## WHAT TO WORK ON
Beginning at the top of the data below, write out every line exactly until you reach the line with "tag the thyme sprig", and include that line.

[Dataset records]
::::::::::
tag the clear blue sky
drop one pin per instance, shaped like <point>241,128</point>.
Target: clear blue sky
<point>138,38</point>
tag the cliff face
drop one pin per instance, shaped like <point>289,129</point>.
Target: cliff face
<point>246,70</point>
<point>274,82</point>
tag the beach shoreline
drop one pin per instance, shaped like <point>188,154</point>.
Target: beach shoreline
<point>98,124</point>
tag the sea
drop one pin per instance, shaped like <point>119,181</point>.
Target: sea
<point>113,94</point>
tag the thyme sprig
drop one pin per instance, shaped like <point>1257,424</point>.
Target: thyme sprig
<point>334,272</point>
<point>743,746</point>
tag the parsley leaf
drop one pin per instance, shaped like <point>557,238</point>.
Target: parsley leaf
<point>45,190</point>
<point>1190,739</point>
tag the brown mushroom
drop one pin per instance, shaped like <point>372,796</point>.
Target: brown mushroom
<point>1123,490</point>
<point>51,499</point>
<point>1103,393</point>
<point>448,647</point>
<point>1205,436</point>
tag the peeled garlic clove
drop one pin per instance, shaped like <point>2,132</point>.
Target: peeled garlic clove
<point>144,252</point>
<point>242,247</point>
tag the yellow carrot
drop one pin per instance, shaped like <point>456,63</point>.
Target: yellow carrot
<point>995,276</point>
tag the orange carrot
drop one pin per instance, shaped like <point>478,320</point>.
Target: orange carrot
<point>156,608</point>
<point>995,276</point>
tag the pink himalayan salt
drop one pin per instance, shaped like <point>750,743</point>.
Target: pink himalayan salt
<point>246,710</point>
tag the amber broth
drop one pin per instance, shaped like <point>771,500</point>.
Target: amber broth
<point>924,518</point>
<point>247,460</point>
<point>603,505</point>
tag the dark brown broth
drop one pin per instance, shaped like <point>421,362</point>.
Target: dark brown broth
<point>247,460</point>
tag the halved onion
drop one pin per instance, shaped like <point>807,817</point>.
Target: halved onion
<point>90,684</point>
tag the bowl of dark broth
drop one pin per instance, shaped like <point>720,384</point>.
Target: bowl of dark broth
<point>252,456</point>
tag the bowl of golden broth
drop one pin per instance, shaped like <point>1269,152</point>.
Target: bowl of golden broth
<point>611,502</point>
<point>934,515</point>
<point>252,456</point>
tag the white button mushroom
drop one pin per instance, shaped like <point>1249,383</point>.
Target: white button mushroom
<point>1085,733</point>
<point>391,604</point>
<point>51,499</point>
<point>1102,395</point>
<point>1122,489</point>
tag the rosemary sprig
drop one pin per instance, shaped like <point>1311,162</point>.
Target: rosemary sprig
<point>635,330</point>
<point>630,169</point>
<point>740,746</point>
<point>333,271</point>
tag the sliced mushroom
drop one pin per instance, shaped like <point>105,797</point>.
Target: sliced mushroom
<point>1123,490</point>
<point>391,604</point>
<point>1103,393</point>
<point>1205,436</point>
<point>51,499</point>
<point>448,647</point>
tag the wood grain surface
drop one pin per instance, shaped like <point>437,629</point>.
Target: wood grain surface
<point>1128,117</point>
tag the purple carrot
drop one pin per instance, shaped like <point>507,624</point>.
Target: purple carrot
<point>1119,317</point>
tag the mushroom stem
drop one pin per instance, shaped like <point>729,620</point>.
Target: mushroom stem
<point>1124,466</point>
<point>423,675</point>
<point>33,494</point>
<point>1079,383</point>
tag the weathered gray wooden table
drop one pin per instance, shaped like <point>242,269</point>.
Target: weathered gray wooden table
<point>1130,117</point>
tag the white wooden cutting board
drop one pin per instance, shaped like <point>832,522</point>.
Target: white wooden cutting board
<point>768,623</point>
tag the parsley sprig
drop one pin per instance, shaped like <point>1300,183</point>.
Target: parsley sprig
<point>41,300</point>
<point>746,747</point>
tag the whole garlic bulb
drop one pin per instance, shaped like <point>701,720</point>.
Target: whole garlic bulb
::::::::::
## RESULT BELOW
tag the clear blue sky
drop one pin per instance, shaped like <point>241,128</point>.
Target: clear blue sky
<point>138,38</point>
tag the cliff face
drop one pin per instance, shaped like <point>289,129</point>.
Target: cliff face
<point>246,70</point>
<point>274,82</point>
tag the beach shoreline
drop one pin per instance, shaped like <point>188,154</point>.
Target: beach shoreline
<point>98,124</point>
tag the sea
drop one pin per instance, shaped like <point>119,181</point>.
Target: sea
<point>113,94</point>
tag the thyme sprig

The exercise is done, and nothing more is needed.